• BLOC DE TEXTE:
-------------------------

SYNOPSIS : Fille-mère à l’adolescence, Suzanne vit avec son père routier et sa sœur dont elle est inséparable. Sa vie bascule lorsqu’elle tombe amoureuse de Julien, petit malfrat qui l’entraine dans sa dérive. S’ensuit la cavale, la prison, l’amour fou qu’elle poursuit jusqu’à tout abandonner derrière elle…
Pour réaliser Suzanne, Katell Quilévéré dira s’être directement inspirée du film japonais Il était un père de Yasujirō Ozu sorti en 1942 au Japon mais découvert en 2005 en France. C’est en hommage à Leonard Cohen que Katell Quilévéré a écrit Suzanne. C’est d’ailleurs en rentrant de l’un de ses concerts qu’elle a trouvé l’envie de recommencer à écrire. Suzanne, c’est une histoire de prédestination, et de jusqu’où se confronter suffisamment à l’abime pour faire mentir ce qui semblait jusqu’alors irrémédiable, c’est toucher le fond de la piscine et choisir la noyade ou le coup de talon salutaire pour remonter à la surface. Sur le visage de Suzanne, dans les premières secondes, même petite fille à l’école, le plan fixe sur ses traits innocents laisse entrer une meurtrissure, une insondable mélancolie, mais un mal profondément ancré. Plus grande, la caméra de la cinéaste épouse les yeux de Suzanne. C’est un mariage cinématographique d’amour tant Sara Forestier aimante la lumière et nous fige à chaque instant. Même dans l’ombre, elle est solaire, incandescente et quand Suzanne brûle la vie par tous les bouts, c’est nous avec elle qui nous voyons inexorablement tomber. Au-delà d’un cinéma vérité, Suzanne, c’est du cinéma vivant. Toute cette mise en scène permet cette immersion dans la dureté des destins perpétuellement contrariés.

-------------------------

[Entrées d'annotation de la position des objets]

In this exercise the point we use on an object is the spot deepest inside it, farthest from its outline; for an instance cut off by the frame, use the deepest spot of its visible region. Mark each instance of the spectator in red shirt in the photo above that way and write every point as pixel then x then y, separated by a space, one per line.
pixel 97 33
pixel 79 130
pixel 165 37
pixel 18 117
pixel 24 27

-------------------------

• PROBLÈME À RÉSOUDRE:
Rédigez la suite de la critique du film Suzanne, en reprenant juste après sa dernière phrase.

• RÉPONSE ATTENDUE:
Le vent de la liberté souffle sur le visage de Suzanne dans la décapotable que sa sœur conduit sans permis et à tombeau ouvert. La scène pourrait prêter à l’esthétisme des folles utopies de la douce inconscience de la jeunesse si le petit de Suzanne n’était pas au cœur de cette voiture. Au-delà de n’avoir rien à y faire, c’est surtout que son petit garçon n’existe pas réellement, tout comme dans Petite nature (2022), il est objet et pas sujet, il n’est que le prolongement de sa mère inconséquente, un objet de désir qui est fantasmé et pas vivant. On trouvera alors Suzanne autant sublime dans sa rage de venger ses fêlures qu’insupportable dans l’oubli de son fils qu’elle nie et met tellement en danger. Pas consciente d’elle-même, pas consciente de l’autre.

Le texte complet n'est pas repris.